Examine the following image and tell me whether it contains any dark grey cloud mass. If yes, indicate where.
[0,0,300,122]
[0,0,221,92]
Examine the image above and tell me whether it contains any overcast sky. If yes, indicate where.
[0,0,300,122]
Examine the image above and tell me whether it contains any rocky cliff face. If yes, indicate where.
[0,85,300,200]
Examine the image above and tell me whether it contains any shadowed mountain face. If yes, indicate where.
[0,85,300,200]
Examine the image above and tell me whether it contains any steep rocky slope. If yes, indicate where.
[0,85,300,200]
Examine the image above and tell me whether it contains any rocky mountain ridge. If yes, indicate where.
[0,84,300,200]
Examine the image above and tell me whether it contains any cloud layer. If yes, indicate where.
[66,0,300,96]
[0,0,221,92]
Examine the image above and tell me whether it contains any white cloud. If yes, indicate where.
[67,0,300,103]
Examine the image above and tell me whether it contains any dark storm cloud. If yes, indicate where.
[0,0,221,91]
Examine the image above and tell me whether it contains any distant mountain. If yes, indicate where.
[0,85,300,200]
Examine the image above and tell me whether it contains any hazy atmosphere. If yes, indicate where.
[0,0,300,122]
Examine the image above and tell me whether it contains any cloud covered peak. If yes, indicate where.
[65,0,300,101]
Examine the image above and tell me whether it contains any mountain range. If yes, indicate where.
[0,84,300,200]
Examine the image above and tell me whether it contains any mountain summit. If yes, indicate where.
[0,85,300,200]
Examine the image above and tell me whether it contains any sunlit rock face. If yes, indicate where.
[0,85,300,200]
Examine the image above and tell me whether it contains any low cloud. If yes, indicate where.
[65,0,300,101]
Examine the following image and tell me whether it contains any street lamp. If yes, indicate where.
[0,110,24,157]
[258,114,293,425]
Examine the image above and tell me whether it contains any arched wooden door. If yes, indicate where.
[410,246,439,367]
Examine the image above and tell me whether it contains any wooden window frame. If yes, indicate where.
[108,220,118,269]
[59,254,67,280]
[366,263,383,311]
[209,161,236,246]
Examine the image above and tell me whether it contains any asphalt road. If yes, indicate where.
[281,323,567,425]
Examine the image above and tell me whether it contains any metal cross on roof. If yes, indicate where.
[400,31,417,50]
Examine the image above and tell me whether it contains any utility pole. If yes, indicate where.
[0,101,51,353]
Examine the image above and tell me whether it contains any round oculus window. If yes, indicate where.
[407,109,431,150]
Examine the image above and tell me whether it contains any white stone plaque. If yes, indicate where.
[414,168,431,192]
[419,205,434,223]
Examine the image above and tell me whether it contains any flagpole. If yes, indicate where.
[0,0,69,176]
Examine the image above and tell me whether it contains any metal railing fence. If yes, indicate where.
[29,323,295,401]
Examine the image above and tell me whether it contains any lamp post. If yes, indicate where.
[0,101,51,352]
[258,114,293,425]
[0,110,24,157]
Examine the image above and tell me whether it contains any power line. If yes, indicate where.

---+---

● **WRITTEN EXERCISE**: Format the entries above, from the line containing "post. If yes, indicate where." through the last line, as a numbered list, leaving out any blank lines.

● **THE RESULT**:
1. Examine the image above and tell me whether it contains any lamp post. If yes, indicate where.
2. [0,101,51,352]
3. [258,114,293,425]
4. [0,110,24,157]
5. Examine the image above and tell me whether it contains any power line. If yes, indicate where.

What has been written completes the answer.